• _Task directions_
Return exactly the lines of the records below, starting at the line that contains "Question. The picture above shows the wristwatch" and ending at the line that contains "Question. The picture above shows the jacket", with both of those lines kept.

• _Source material_
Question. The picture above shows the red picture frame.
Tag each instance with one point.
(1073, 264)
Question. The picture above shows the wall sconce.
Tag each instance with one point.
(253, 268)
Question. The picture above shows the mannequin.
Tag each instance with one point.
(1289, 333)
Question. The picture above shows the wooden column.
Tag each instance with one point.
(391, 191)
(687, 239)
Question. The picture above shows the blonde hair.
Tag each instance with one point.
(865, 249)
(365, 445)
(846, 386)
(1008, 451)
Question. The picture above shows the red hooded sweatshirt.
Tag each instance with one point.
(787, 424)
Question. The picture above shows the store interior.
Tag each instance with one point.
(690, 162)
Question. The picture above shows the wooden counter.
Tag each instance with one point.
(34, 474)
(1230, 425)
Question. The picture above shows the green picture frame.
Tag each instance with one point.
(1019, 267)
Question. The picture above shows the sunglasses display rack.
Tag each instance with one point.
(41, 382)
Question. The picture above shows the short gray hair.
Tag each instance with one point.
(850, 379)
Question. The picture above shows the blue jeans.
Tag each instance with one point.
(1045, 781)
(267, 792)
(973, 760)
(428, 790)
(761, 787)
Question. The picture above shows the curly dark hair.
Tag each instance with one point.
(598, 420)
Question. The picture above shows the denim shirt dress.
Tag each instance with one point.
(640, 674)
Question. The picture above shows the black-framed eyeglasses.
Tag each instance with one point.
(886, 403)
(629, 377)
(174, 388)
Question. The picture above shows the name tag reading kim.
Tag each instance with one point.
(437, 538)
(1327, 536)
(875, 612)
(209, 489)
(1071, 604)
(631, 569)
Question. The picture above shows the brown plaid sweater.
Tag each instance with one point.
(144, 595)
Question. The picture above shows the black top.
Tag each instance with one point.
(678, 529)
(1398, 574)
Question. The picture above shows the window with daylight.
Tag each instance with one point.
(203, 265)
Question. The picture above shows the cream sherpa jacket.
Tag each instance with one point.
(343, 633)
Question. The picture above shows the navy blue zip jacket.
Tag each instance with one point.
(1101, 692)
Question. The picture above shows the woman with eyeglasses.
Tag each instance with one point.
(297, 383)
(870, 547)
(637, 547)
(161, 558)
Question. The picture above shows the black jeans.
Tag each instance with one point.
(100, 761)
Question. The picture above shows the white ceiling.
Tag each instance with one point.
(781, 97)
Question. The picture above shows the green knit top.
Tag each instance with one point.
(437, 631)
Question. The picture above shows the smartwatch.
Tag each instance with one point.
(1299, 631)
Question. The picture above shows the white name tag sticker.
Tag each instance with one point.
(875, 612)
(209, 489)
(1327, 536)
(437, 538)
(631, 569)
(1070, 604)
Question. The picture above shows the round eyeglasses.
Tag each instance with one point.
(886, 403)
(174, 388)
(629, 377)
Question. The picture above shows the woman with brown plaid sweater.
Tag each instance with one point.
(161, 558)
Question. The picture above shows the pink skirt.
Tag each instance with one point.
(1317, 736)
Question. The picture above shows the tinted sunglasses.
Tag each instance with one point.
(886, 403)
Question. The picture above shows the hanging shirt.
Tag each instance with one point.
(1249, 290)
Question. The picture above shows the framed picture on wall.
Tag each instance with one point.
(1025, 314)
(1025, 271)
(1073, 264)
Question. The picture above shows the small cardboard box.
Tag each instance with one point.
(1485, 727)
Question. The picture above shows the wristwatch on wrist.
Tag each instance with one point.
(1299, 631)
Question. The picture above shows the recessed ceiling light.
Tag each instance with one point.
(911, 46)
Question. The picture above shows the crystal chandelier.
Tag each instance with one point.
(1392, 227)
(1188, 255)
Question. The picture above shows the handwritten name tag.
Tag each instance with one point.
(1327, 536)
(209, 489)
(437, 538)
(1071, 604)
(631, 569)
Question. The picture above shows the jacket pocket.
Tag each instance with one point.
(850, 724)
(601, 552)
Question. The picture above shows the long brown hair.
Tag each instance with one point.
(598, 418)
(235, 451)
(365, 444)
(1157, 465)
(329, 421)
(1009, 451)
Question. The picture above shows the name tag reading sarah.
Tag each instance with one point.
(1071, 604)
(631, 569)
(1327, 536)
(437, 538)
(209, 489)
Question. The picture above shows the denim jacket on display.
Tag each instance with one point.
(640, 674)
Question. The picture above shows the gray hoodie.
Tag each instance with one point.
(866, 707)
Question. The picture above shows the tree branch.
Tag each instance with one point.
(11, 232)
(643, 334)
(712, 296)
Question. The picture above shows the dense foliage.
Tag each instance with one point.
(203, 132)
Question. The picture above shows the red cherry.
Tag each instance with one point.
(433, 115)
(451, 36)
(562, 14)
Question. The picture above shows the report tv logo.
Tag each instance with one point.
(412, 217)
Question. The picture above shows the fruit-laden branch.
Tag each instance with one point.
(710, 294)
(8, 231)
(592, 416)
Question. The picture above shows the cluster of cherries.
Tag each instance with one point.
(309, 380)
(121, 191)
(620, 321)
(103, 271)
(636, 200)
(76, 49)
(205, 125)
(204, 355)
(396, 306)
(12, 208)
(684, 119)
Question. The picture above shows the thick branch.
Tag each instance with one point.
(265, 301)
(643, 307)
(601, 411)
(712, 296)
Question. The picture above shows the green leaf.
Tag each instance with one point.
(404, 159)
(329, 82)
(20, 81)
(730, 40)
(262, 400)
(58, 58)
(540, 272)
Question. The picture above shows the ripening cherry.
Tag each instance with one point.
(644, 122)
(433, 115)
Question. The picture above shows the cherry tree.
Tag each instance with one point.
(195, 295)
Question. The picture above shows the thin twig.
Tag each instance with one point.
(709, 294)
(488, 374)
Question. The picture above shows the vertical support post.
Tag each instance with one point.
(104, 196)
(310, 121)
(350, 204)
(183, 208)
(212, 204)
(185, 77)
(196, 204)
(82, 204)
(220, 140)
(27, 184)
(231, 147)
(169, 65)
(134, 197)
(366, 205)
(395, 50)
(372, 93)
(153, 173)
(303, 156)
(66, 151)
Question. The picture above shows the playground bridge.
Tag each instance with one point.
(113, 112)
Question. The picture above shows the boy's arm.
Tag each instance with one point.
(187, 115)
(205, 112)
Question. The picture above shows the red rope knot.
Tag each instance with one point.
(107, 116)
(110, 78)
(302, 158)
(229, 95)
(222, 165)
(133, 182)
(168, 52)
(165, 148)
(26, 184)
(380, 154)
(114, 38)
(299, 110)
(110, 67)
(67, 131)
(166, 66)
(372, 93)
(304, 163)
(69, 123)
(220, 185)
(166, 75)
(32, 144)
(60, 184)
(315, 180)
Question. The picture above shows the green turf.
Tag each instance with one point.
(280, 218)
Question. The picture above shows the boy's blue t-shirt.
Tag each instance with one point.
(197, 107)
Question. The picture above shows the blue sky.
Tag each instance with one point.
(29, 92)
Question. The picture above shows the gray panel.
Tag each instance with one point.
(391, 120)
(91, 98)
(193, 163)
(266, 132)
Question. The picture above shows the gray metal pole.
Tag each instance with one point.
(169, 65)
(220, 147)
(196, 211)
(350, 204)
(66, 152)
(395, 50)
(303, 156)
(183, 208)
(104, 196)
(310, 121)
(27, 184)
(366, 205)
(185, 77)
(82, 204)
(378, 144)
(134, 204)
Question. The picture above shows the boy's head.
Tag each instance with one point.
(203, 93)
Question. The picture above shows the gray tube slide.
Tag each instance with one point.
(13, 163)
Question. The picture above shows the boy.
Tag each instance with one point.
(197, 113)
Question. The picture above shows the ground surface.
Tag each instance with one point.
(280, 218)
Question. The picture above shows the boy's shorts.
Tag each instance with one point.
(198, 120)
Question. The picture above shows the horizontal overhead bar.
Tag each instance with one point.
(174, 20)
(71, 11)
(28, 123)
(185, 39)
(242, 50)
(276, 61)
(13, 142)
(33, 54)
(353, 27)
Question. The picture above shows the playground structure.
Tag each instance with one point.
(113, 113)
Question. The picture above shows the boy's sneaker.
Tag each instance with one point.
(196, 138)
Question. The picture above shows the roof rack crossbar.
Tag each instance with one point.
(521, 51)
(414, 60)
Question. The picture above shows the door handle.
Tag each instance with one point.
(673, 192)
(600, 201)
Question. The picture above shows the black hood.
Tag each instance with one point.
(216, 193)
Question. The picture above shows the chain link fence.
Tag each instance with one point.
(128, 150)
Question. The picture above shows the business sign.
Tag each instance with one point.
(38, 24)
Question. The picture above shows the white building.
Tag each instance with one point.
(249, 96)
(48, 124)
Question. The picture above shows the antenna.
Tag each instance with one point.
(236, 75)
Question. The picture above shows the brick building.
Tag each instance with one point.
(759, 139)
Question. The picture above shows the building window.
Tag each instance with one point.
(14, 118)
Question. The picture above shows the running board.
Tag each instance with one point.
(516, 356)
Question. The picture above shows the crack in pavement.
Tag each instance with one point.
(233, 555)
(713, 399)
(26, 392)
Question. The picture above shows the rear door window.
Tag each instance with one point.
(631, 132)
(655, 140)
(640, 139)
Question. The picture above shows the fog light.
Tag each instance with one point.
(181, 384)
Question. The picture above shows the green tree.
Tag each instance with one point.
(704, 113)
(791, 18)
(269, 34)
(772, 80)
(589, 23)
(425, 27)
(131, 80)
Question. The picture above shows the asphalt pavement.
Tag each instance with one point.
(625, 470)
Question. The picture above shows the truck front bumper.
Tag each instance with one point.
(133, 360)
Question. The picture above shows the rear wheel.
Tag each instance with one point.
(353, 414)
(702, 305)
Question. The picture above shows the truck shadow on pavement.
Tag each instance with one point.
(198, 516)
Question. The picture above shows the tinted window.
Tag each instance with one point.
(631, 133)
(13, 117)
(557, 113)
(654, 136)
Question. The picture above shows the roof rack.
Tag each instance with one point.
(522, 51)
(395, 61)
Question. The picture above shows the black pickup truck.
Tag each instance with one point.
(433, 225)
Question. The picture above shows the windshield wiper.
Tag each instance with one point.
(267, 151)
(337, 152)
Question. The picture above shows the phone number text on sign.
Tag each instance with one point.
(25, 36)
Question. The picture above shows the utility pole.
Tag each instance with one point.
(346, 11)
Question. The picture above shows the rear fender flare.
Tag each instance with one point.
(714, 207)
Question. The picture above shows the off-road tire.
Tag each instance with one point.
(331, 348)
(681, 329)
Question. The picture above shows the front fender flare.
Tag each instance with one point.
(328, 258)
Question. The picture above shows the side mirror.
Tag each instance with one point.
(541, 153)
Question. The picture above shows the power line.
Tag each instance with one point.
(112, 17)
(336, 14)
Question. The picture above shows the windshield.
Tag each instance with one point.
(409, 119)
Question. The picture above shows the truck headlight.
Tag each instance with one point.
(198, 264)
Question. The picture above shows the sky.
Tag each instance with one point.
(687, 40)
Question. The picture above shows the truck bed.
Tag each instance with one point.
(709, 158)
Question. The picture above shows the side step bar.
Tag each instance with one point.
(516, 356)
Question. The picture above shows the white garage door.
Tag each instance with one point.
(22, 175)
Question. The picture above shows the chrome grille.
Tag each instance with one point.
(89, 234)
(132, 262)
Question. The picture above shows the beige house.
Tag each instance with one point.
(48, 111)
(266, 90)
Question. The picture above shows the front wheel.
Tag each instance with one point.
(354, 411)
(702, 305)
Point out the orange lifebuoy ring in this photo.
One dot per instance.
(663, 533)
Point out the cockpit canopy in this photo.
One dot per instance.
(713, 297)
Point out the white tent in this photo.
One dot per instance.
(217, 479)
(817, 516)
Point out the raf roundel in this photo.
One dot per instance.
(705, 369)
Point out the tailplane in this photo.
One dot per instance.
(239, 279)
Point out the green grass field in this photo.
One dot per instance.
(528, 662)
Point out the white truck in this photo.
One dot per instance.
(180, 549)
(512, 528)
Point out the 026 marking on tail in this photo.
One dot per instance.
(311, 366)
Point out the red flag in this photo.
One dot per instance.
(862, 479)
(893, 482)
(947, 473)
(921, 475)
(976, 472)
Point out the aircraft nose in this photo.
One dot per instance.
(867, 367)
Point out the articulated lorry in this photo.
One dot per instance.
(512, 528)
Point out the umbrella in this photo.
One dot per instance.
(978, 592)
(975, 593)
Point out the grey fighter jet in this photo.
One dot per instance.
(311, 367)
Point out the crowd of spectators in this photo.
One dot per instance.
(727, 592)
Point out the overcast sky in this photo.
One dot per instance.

• _Solution below_
Question. The picture above shows the wristwatch on wrist.
Tag each instance with one point.
(1299, 631)
Question. The picture above shows the recessed ceiling light.
Tag each instance with one point.
(911, 46)
Question. The picture above shows the crystal chandelier.
Tag each instance with one point.
(1392, 227)
(1188, 255)
Question. The picture above shows the handwritten name tag.
Tag each instance with one point.
(1327, 536)
(209, 489)
(437, 538)
(1071, 604)
(631, 569)
Question. The picture above shows the jacket pocket.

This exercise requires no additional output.